* Record extracts
○ ○ ○ ○ ○ ○ ○

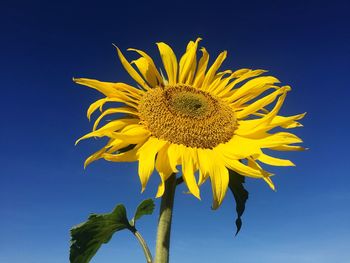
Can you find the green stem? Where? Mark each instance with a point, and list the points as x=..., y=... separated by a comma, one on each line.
x=144, y=246
x=164, y=222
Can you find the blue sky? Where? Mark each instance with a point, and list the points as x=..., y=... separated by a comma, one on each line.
x=44, y=190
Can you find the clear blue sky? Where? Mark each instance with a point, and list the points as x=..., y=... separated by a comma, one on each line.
x=44, y=190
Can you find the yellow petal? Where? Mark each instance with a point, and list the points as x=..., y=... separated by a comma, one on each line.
x=147, y=154
x=212, y=166
x=164, y=169
x=132, y=72
x=279, y=139
x=188, y=61
x=238, y=148
x=274, y=161
x=212, y=70
x=202, y=67
x=93, y=157
x=189, y=159
x=126, y=110
x=288, y=148
x=252, y=85
x=242, y=169
x=107, y=129
x=266, y=176
x=144, y=67
x=150, y=63
x=169, y=62
x=129, y=156
x=257, y=105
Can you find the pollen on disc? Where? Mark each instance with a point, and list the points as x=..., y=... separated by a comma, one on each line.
x=184, y=115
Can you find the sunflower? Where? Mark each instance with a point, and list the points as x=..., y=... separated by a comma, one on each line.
x=196, y=118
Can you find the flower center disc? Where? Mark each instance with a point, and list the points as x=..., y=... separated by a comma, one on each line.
x=184, y=115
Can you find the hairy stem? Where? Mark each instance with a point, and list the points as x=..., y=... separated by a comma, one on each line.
x=144, y=246
x=164, y=222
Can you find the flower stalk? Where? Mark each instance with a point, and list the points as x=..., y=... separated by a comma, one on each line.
x=144, y=246
x=164, y=221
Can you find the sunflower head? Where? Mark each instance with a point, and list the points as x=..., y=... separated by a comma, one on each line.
x=196, y=119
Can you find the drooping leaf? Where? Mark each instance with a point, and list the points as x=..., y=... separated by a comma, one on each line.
x=87, y=237
x=146, y=207
x=236, y=185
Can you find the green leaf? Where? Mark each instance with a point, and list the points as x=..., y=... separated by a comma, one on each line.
x=240, y=194
x=146, y=207
x=87, y=237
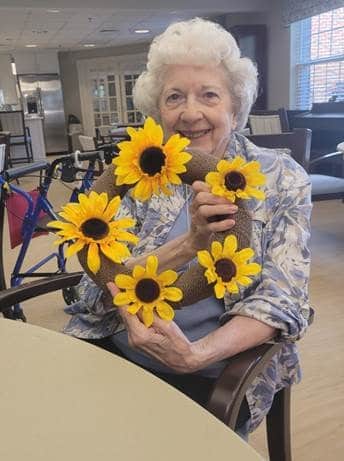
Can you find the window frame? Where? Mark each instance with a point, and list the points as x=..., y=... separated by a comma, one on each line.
x=302, y=63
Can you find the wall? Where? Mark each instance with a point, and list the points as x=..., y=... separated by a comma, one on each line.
x=7, y=80
x=36, y=62
x=278, y=51
x=69, y=73
x=278, y=58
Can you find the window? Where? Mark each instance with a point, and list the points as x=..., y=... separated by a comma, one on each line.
x=318, y=47
x=112, y=97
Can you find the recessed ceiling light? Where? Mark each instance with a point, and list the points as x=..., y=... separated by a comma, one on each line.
x=141, y=31
x=103, y=31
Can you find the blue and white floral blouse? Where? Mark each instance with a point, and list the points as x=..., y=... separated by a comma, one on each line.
x=278, y=295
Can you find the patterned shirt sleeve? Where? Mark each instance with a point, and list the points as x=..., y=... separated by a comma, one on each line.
x=280, y=298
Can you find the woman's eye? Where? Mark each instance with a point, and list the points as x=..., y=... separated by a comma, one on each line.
x=210, y=95
x=174, y=97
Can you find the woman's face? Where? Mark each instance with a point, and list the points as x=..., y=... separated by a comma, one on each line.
x=195, y=102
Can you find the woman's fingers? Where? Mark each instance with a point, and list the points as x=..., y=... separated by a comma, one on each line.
x=207, y=211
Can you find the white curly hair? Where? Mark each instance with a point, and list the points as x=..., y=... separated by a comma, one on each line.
x=198, y=42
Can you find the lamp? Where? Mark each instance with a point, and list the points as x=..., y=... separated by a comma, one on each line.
x=13, y=66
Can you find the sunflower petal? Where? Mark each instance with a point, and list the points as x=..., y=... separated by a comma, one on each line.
x=134, y=308
x=147, y=315
x=167, y=277
x=143, y=190
x=230, y=246
x=213, y=179
x=243, y=280
x=125, y=281
x=151, y=265
x=232, y=287
x=138, y=272
x=172, y=294
x=121, y=299
x=74, y=248
x=116, y=251
x=205, y=259
x=216, y=250
x=164, y=310
x=220, y=290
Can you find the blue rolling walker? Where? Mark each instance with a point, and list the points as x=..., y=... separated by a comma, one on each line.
x=66, y=168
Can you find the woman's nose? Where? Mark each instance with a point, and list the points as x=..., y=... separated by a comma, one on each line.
x=191, y=112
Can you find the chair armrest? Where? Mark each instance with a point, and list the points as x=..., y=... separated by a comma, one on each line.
x=231, y=386
x=326, y=157
x=38, y=287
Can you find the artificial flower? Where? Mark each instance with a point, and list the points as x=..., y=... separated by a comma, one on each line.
x=148, y=291
x=148, y=163
x=90, y=222
x=227, y=267
x=237, y=178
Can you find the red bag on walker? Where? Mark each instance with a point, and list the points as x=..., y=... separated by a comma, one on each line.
x=16, y=210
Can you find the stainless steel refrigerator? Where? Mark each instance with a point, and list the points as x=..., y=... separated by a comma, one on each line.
x=42, y=95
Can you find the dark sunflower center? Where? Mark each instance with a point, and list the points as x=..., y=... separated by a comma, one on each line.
x=235, y=180
x=226, y=269
x=152, y=160
x=95, y=228
x=147, y=290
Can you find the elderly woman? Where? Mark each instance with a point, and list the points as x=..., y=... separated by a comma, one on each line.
x=196, y=84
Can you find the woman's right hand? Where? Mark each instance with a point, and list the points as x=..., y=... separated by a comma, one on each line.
x=205, y=206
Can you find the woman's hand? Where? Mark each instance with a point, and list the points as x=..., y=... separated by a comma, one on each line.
x=163, y=340
x=204, y=207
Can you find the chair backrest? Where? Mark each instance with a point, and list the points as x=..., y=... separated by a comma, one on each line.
x=268, y=121
x=297, y=141
x=5, y=141
x=87, y=143
x=2, y=217
x=13, y=122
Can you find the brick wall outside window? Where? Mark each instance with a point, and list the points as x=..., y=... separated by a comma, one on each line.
x=319, y=58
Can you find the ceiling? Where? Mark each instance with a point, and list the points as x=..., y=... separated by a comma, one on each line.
x=77, y=23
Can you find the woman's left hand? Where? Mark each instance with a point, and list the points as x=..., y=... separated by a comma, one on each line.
x=163, y=340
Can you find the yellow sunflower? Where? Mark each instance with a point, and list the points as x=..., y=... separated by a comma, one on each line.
x=148, y=163
x=237, y=178
x=90, y=222
x=147, y=290
x=228, y=267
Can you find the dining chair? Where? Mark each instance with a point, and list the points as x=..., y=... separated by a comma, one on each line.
x=268, y=121
x=298, y=143
x=230, y=388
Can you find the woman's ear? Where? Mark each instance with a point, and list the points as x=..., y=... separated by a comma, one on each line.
x=234, y=122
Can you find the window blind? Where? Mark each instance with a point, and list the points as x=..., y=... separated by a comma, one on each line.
x=319, y=58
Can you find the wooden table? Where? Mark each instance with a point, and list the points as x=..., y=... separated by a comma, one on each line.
x=63, y=399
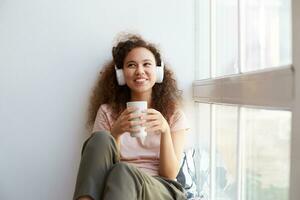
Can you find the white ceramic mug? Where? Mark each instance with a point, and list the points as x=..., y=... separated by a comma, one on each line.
x=141, y=105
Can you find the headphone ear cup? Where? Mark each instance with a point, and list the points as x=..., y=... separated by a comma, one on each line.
x=120, y=76
x=160, y=73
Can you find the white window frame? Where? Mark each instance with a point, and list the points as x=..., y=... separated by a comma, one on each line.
x=273, y=88
x=295, y=139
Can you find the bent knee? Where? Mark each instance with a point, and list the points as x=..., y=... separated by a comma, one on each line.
x=100, y=139
x=121, y=168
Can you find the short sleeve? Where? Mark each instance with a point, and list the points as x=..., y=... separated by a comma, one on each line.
x=101, y=121
x=178, y=121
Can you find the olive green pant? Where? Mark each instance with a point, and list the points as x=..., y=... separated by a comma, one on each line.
x=102, y=176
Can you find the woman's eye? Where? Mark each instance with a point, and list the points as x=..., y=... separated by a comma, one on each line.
x=131, y=66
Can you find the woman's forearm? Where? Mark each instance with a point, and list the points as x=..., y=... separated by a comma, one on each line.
x=168, y=164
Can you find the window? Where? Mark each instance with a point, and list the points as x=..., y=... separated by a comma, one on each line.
x=243, y=96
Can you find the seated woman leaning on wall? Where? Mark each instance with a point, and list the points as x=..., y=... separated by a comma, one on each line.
x=114, y=165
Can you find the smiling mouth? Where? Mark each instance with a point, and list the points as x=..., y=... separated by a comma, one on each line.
x=140, y=80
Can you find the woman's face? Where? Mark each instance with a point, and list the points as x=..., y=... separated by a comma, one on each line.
x=139, y=70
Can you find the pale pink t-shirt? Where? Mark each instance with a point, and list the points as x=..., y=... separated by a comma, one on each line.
x=144, y=154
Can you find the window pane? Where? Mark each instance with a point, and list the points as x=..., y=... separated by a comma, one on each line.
x=225, y=43
x=265, y=34
x=266, y=153
x=226, y=120
x=203, y=162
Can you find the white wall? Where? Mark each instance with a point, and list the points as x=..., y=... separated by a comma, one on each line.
x=50, y=54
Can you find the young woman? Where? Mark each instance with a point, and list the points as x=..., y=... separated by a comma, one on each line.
x=114, y=165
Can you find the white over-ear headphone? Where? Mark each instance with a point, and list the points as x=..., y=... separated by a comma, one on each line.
x=159, y=74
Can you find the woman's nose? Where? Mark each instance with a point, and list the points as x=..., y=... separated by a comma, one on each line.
x=140, y=69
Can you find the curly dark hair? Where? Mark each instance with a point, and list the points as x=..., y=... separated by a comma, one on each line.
x=166, y=97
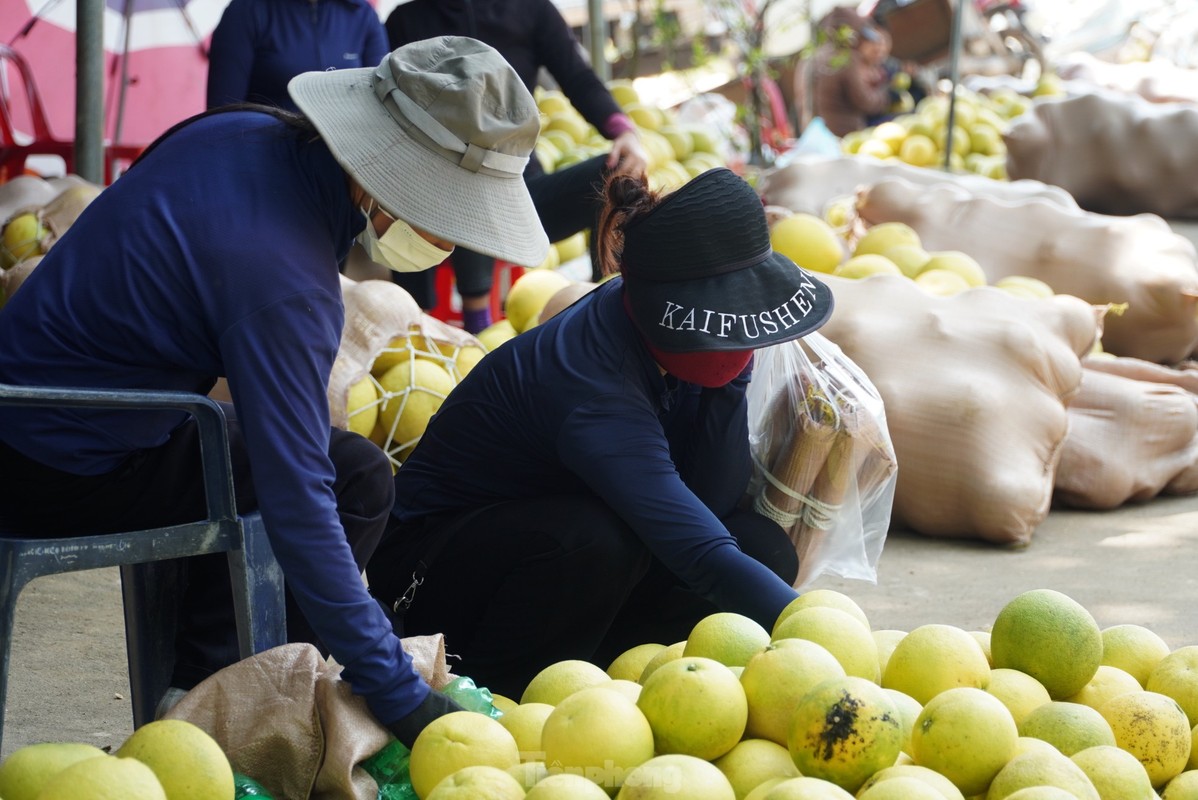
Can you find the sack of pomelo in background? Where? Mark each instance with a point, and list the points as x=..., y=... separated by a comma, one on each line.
x=395, y=365
x=1115, y=153
x=1132, y=435
x=1133, y=260
x=824, y=465
x=288, y=720
x=810, y=185
x=975, y=387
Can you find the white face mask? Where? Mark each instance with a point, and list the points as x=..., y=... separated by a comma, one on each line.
x=400, y=248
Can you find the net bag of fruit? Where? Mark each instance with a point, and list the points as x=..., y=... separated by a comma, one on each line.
x=1101, y=259
x=975, y=387
x=1132, y=435
x=395, y=365
x=824, y=466
x=1115, y=153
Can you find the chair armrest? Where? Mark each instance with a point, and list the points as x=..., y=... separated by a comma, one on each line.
x=209, y=416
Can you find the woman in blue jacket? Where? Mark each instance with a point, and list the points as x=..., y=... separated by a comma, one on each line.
x=579, y=491
x=217, y=255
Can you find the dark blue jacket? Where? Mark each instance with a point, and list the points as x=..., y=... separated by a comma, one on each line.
x=261, y=44
x=578, y=404
x=216, y=255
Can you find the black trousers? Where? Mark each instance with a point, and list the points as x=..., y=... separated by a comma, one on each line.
x=567, y=201
x=521, y=585
x=163, y=486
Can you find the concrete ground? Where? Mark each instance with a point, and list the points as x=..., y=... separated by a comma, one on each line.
x=1136, y=564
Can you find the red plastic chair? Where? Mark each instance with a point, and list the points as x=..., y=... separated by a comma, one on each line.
x=13, y=152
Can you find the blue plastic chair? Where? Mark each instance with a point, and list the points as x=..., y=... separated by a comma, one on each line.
x=146, y=587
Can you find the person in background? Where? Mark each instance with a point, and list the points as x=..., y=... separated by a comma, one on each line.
x=846, y=79
x=260, y=44
x=531, y=35
x=217, y=255
x=579, y=492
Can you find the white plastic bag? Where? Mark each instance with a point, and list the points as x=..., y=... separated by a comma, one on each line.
x=824, y=465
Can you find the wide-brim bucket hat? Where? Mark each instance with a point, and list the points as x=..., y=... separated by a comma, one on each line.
x=439, y=134
x=700, y=273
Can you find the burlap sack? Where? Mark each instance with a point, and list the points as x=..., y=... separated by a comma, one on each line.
x=1115, y=153
x=285, y=719
x=975, y=387
x=810, y=185
x=1133, y=260
x=1133, y=435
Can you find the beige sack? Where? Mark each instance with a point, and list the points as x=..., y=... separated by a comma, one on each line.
x=1115, y=153
x=285, y=719
x=1135, y=260
x=810, y=185
x=975, y=387
x=1131, y=437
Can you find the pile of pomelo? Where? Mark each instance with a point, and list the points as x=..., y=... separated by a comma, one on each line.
x=167, y=759
x=1045, y=705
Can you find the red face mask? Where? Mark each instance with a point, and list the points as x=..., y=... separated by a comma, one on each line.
x=708, y=368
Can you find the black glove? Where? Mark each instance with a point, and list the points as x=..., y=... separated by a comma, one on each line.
x=409, y=727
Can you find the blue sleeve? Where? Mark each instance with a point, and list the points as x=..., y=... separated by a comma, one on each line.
x=231, y=55
x=278, y=362
x=617, y=447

○ ○ ○ ○ ○ ○ ○

* What to do
Copy out the items from the line with "Can you find the curly" to the line with "x=400, y=248", both included, with their requests, and raise every x and y coordinate in the answers by 85. Leave out the pictures.

* The completed task
Can you find the curly dark hair? Where? Mark each instance with a point, and list the points as x=..., y=... separated by a comma, one on each line.
x=251, y=182
Can you find the sack of pomelo in background? Where? Mark each instance with a point, and list the points as x=..., y=... separated by a comma, one on each line.
x=480, y=450
x=1200, y=238
x=1217, y=520
x=1218, y=345
x=909, y=550
x=373, y=805
x=895, y=270
x=1060, y=472
Can you find the white face mask? Where? Mark each instance with a point, and list the points as x=..., y=... separated by a comma, one on each line.
x=485, y=333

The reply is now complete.